Nothing but an exact repeat of the data, with pictures removed, belongs in the answer.

Data excerpts:
----------------------------------------

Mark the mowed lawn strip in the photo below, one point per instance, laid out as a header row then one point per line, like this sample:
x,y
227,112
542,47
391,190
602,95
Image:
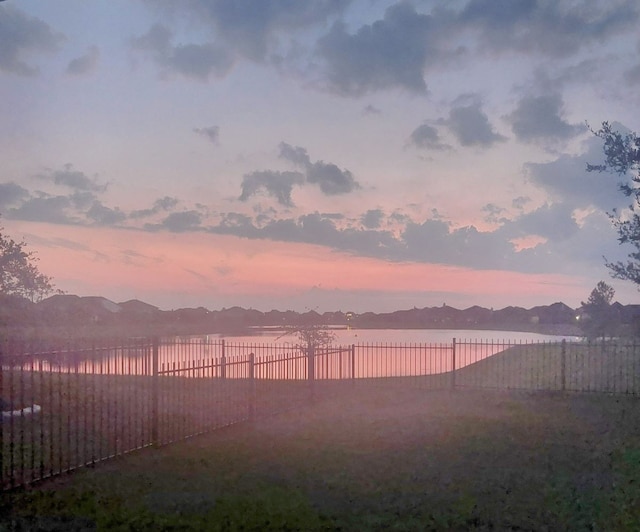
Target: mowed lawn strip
x,y
373,458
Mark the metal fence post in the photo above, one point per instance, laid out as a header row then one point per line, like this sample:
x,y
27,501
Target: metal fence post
x,y
223,362
563,365
453,365
353,363
154,390
252,388
311,371
1,419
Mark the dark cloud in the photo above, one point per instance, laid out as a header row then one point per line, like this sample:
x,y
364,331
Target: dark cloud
x,y
493,213
520,202
160,205
73,179
102,215
566,180
180,222
390,53
553,221
426,136
471,125
11,193
22,36
276,184
211,133
252,28
372,218
548,27
541,119
371,110
295,154
331,179
84,64
195,61
44,208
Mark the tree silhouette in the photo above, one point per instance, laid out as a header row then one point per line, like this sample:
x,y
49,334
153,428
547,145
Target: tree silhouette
x,y
19,276
597,316
622,156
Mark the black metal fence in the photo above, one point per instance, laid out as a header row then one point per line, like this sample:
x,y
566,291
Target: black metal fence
x,y
64,408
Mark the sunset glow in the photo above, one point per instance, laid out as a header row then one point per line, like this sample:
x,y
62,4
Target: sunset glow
x,y
323,155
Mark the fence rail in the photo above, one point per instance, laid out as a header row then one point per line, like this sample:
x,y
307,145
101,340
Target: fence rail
x,y
69,407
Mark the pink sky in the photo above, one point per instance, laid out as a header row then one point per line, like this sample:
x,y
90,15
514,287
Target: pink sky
x,y
218,271
320,154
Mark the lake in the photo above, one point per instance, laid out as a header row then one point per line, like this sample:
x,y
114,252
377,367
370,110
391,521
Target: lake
x,y
398,336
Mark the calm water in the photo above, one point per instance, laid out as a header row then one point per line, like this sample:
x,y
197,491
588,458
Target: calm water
x,y
383,352
400,336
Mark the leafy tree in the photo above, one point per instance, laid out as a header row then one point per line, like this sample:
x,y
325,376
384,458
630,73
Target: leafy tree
x,y
597,316
311,336
19,276
622,156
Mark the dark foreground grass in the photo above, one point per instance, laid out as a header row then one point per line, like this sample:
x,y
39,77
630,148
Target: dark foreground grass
x,y
371,459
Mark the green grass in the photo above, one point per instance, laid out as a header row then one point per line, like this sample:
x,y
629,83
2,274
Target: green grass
x,y
372,458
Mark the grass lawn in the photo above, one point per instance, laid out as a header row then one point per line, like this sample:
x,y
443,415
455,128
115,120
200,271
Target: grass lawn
x,y
371,458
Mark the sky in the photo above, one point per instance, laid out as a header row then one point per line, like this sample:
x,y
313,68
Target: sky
x,y
354,155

----------------------------------------

§ **RESPONSE TO THE TASK**:
Mark the mowed lawn strip in the photo below, one point per instance, laid out as a header row then one point per line, like this sample:
x,y
227,112
542,47
391,190
602,95
Image:
Target: mowed lawn strip
x,y
373,458
Mark the metal fence post in the photo above, one point per instance, laid out as a header row then one point per line, like this sample:
x,y
27,501
Target: metal fence post
x,y
223,362
563,365
453,365
353,363
154,390
252,388
311,371
1,419
Mark the dark cloud in the photo above, one point per instance, laid out as a header row then one point per line, like this sample:
x,y
364,331
Target: dark cloud
x,y
493,213
520,202
160,205
73,179
102,215
566,180
180,222
390,53
553,221
426,136
471,125
11,193
22,36
276,184
211,133
252,28
372,218
548,27
541,119
371,110
295,154
331,179
84,64
195,61
44,208
Mark the tree silhouette in the photo above, one point per instance, laid out as a header row then one point per line, like this sample:
x,y
49,334
153,428
547,145
Target: tree silhouette
x,y
19,276
597,316
622,156
Mark the black metal fence in the photo above, one point per instance, laid out as a header row then one point per line, like this sample:
x,y
566,291
Target: black metal fence
x,y
64,408
Mark the sunset glow in the photo above, one point per instance, laid out as a header row then one point per line, like this sample:
x,y
62,4
Target: sunset glow
x,y
323,155
Mark the fence rail in the photo above, one point per instance, laid out as a header row then one point per line, like this sample:
x,y
307,145
101,340
Target: fence rail
x,y
69,407
Mark the pink sky in the photo above, one point per instance, laid out as a header row then one point per line, like this sample:
x,y
90,15
514,287
Target: pink sky
x,y
218,271
320,154
Mark the lake in the photo above, one point per instance, laid out as a header row then one point per line, like this sample:
x,y
114,252
377,367
370,110
391,521
Target: lake
x,y
398,336
Mark the calm water in the photo above, one point per instance, laid out as a header row then one point per line, like this sample:
x,y
197,491
588,458
Target: calm water
x,y
383,352
400,336
Mark the leafy tree in the photo above, one point per instance, laid out as a header row then one point per line, like this sample:
x,y
325,376
384,458
630,73
Target: leafy tree
x,y
597,316
311,336
19,276
622,156
Mark the dark foreground grass in the photo above, one point per instance, laid out as a header row then one point per line, like this sample:
x,y
39,77
630,148
Target: dark foreground grass
x,y
371,459
Mark the green grass in the photo above, one point per instance, laid out as a header row then one point per line, like this sample:
x,y
629,83
2,274
Target: green grass
x,y
372,458
Mark the grass lawn in the photo above, one point per instance, laid out as a header row then one point per line, like this sample:
x,y
443,415
455,128
115,120
200,271
Target: grass lawn
x,y
371,458
Mark the sky in the photo above, one point per instance, laid out as a header row then one point per line, like this sample:
x,y
313,68
Target: sky
x,y
354,155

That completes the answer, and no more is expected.